▶ **WORK INSTRUCTIONS**:
1. Answer these questions from the blog post on mobile game monetization:
(a) What average revenue per user did DeNA claim?
(b) Whose game, Modern War, had changes in February that allegedly more than doubled its ARPDAU?
(c) Which company does Kenji Kobayashi call out for not knowing how to do monetization well?
2. Retype the part of the blog post on mobile game monetization starting with "I think that Zynga" and going on through "for your users.".
3. Write what comes next in the blog post on mobile game monetization, picking up after its last sentence.

The following blog post, unless otherwise noted, was written by a member of Gamasutra’s community.
The thoughts and opinions expressed are those of the writer and not Gamasutra or its parent company.


I initially published this post in my personal blog Check it out to learn more mobile gaming techniques, analysis, and industry opinions.

Are you ready to level up your mobile app monetization?


In October of 2011, an article about how DeNA leads Japan's mobile gaming market included a number of key monetization insights:

  1. High Ass ARPU: Claimed $12 ARPU (average revenue per user) - this was a strong indicator that there was a meaningful way that DeNA was designing monetization in their games not found outside of Japan
  2. User Psychology: Revealed their concept of user stress ("stress and release") and the role of user frustration to monetization
  3. User Clusters: Advocated different treatment for different "play styles." Third party analytics companies such as Playnomics and Playhaven only recently implemented segmentation and targeting by user types... but this can be taken much further.

My point is that this article and other similar reports about Japanese mobile games should have alerted us that a whole science behind game monetization existed that we, outside of Japan, were very unfamiliar with. Further:

  • Localization Required: This is not to say that the same mobile games that are earning $12 ARPU in Japan will do so here, but that I posit that the same tricks can be applied to games for the U.S. market with the right presentation and customization (e.g., see the changes to GREE's Modern War in February of this year that allegedly more than doubled their ARPDAU)
  • Non-Japanese Suck at Card Battle (for now...): Also, I contend that there is a lot of nuance and complexity in the design of Japanese games (e.g., card battle that comprises the majority of revenue in Japan's mobile market) that those outside of Japan have yet to master.

Example Mobage (DeNA) Card Battle Games in Japan (Gundam Masters, Final Fantasy Brigade, and Sengoku Collection):


In fact, Kenji Kobayashi who was interviewed for the article specifically calls out Zynga for not really knowing how to do monetization well.

I think that Zynga has not really researched monetization. I think that people who don't know much about the Japanese market just dismiss those users as crazy, but that's not the case. You really need to research thoroughly at what time monetization becomes the most fun for your users.

▶ **GIVEN RECORDS**:
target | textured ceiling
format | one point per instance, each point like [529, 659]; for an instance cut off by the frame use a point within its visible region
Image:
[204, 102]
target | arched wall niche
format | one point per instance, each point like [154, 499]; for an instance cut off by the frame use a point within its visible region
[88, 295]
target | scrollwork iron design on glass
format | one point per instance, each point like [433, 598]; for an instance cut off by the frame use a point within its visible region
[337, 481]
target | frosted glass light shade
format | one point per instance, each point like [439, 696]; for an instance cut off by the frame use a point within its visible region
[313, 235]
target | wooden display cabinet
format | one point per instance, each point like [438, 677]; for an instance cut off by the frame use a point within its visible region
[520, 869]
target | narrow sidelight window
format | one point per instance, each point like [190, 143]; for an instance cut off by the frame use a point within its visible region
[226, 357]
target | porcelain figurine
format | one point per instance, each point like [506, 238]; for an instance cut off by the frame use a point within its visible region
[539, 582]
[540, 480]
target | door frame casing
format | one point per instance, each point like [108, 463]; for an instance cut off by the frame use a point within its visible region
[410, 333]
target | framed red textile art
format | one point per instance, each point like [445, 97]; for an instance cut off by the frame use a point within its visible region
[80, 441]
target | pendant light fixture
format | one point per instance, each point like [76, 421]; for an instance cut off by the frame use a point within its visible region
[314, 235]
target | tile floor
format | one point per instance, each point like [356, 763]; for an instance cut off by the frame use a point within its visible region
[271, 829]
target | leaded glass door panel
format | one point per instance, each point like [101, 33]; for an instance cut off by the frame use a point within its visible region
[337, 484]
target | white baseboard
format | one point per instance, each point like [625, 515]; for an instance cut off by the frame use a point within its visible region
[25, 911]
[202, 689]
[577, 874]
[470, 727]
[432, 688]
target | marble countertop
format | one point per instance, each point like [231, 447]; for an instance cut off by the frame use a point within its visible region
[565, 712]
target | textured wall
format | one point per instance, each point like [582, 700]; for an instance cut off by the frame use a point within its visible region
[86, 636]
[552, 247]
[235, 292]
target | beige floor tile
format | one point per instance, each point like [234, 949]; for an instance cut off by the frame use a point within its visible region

▶ **OUTPUTS BY TASK**:
1.
(a) $12
(b) GREE's
(c) Zynga

2.
I think that Zynga has not really researched monetization. I think that people who don't know much about the Japanese market just dismiss those users as crazy, but that's not the case. You really need to research thoroughly at what time monetization becomes the most fun for your users.

3.
- Kenji Kobayashi, Management Director at DeNA

It's no accident that the highest monetizing game in the world right now is from Japan: Gungho's Puzzles & Dragon that reportedly generates $4.9M per day in revenue.

So what are we missing and how can we catch up? I can't claim to know all of the secrets but I'd like to try to help you get on the right track with this blog post series (to be separated into 3 parts).

Let's go... :-)

12 Key Mobile Monetization Concepts:

This series of blog posts will discuss 12 monetization concepts that can help you design monetization into your mobile application better. These concepts have been framed from the perspective of a mobile game but I believe many of these concepts can be applied to any mobile application.

Further, I have divided up the 12 concepts into 3 levels of mastery to help organize the blog topic content into the associated 3 blog post parts. I will write about 1 mastery level per post.

The 12 Critical Monetization Concepts by Mastery Level:

12 Monetization Concepts

#1. Mechanics Design

A mobile game's monetization mechanics should be considered from the very beginning. Further, there should be a clear idea of what the monetization mechanics in the game are and at least a strong hypothesis of how well the mechanics will monetize.

Key Question: Based on the type of game (or app) you are developing, do you believe the key monetizing mechanics will monetize enough to be successful?

  1. What is the game/app type?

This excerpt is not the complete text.